Text provided ::
──────────────────────────────

I have two tables .Property tables and it related photo.One property may have many photo but I want only one any of it related photo, When I use left join MySQL query it become too slow.
Here is my query
SELECT `sp_property`.`id` as propertyid, `sp_property`.`property_name`, `sp_property`.`property_price`, `sp_property`.`adv_type`, `sp_property`.`usd`, `images`.`filepath_name`
FROM (`sp_property`)
LEFT JOIN (select id, Max(property_id) as pid,filepath_name
from sp_property_images
group by property_id) `images`
ON `images`.`pid` = `sp_property`.`id`
WHERE `sp_property`.`published` = 'yes'
GROUP BY `propertyid`
ORDER BY `sp_property`.`feature_listing` desc, `submit_date` desc
LIMIT 1,20
CREATE TABLE IF NOT EXISTS `sp_property_images` (
`id` int(10) unsigned NOT NULL AUTO_INCREMENT,
`property_id` varchar(100) NOT NULL,
`filepath_name` text,
`label_name` varchar(45) DEFAULT NULL,
`primary` char(10) DEFAULT NULL,
PRIMARY KEY (`id`),
KEY `property_id` (`property_id`),
KEY `id` (`id`)

──────────────────────────────

Tasks to carry out ::
(a) Print the portion of the MySQL query post between "I have two tables" and "become too slow.", inclusive.
(b) In the MySQL query post, what data type is declared for the `property_id` column of `sp_property_images`?

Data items
──────────────────────────────

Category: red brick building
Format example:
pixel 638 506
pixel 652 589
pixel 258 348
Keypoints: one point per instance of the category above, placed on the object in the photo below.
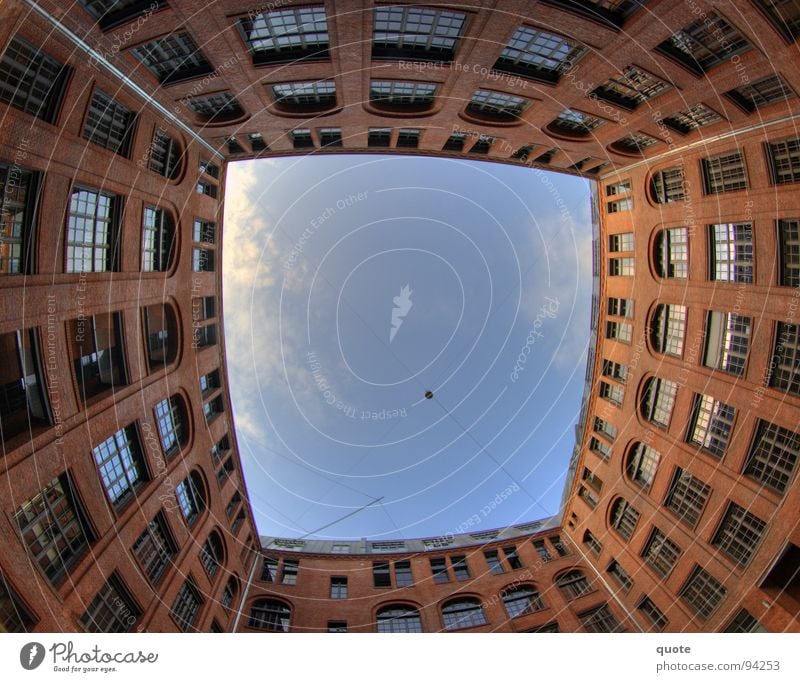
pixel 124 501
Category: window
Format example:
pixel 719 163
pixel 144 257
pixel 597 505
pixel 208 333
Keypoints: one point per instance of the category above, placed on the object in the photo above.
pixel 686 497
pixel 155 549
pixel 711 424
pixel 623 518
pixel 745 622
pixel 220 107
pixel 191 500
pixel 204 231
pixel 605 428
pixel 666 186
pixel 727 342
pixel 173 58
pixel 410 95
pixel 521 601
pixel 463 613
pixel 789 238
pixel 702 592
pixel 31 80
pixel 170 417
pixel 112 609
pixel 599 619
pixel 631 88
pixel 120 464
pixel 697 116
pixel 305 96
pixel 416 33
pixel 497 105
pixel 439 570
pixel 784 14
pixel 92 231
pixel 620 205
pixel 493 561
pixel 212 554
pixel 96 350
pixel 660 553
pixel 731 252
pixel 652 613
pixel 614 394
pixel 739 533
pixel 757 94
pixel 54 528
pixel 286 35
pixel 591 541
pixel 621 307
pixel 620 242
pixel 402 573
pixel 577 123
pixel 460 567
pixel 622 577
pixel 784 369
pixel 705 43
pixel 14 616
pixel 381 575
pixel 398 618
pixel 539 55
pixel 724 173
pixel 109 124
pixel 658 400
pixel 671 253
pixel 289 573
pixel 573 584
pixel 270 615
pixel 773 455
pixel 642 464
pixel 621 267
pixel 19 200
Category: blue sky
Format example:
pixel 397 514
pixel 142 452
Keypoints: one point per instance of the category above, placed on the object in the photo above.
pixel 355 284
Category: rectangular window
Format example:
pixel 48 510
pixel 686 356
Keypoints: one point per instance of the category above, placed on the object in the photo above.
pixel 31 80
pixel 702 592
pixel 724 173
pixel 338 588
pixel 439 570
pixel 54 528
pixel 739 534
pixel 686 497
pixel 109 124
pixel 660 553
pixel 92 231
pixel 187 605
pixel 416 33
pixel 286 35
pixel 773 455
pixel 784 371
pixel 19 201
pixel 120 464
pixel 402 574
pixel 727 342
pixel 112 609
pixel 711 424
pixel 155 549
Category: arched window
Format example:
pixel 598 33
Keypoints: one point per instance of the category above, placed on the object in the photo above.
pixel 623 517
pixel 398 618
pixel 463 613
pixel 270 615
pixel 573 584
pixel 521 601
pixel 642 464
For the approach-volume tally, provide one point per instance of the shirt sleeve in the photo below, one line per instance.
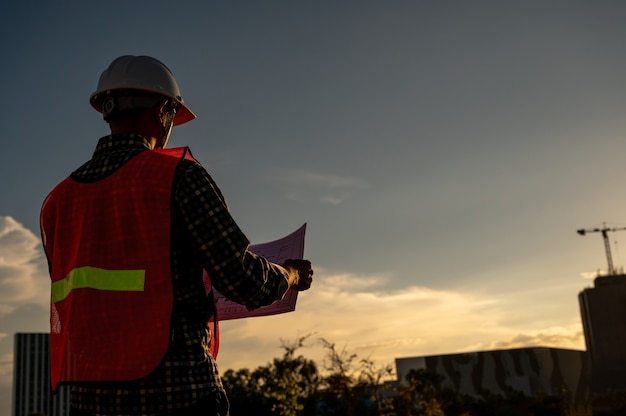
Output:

──────────────────────────────

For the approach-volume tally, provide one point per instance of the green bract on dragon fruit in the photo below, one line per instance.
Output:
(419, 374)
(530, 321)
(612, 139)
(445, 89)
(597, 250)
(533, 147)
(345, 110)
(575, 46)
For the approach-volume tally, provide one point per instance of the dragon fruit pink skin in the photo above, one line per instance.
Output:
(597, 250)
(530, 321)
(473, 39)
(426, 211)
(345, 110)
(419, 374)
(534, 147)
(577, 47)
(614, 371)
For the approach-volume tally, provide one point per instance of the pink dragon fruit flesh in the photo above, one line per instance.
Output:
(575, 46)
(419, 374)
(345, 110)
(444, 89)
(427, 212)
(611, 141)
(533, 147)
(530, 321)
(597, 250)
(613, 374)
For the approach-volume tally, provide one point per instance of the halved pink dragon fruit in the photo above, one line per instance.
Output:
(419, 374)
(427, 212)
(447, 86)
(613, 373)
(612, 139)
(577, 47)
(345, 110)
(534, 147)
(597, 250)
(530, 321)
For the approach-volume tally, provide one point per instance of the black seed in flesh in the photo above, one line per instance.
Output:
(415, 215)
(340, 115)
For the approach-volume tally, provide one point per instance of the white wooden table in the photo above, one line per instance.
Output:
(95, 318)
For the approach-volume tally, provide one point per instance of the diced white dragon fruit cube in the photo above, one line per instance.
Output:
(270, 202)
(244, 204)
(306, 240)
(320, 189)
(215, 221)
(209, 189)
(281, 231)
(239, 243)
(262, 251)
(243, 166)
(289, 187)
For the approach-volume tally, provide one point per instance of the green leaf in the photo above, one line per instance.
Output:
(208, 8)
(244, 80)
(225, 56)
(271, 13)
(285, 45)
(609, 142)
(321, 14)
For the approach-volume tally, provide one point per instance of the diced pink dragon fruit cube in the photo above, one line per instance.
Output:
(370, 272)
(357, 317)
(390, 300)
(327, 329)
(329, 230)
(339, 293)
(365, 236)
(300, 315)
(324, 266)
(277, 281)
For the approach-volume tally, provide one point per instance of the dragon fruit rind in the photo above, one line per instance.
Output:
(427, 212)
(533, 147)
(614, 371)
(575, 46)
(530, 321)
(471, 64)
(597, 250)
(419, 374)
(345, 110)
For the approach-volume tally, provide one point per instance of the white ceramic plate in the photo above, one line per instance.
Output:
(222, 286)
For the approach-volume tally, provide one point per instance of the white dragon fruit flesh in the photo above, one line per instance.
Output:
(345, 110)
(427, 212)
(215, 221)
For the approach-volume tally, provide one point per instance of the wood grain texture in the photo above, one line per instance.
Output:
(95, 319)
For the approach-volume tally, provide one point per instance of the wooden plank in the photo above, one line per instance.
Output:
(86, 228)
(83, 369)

──────────────────────────────

Expected answers ::
(a)
I have two tables .Property tables and it related photo.One property may have many photo but I want only one any of it related photo, When I use left join MySQL query it become too slow.

(b) varchar(100) NOT NULL